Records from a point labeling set
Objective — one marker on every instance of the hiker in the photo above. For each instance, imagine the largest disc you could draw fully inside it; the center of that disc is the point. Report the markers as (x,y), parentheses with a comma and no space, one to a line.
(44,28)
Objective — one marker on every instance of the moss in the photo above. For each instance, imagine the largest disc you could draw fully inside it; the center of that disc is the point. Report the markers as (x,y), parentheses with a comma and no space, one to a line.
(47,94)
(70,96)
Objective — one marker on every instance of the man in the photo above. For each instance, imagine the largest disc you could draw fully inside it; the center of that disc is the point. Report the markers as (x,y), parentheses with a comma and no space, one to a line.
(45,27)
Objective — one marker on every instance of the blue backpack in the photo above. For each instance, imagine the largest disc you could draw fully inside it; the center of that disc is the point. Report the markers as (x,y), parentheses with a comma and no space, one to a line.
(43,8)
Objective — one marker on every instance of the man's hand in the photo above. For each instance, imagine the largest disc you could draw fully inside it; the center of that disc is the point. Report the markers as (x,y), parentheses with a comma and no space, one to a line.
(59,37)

> **Exercise requirements**: Write out all the records above again, swapping each occurrence of "disc" for "circle" and keeping every other part the same.

> **Full response**:
Objective — one marker on every instance of the hiker in the photo above. For each instance, imagine the largest circle you could draw fully inside it; the center of that circle is the point. Report the markers as (x,y), parentheses with a comma and no space, one to a line.
(44,28)
Objective — one marker on every instance of the moss in the photo above. For each instance, imagine the largest circle you could draw fully inside it; the center of that circle is the point. Report the markers as (x,y), parentheses with a comma and no space, one to a line.
(47,94)
(70,96)
Objective — one marker on every instance of the man in the photo above. For each instance, imagine the largest circle you could draw fully inside it; the center of that circle is the point. Report the markers as (x,y), parentheses with a comma and no space, one to a line.
(45,27)
Objective — one marker on every instance of the blue backpack in the photo above. For each instance, imagine the largest circle you could draw fully inside it; the center of that circle is the point. Report the markers as (x,y), parentheses with a comma and no space, one to a line.
(43,8)
Objective — one marker on every instance of the man's hand in the photo above. For each instance, imagine the largest circle you could draw fully inside it; the center of that circle is the point. Report the markers as (x,y), parentheses with a comma and no space, one to a line.
(59,37)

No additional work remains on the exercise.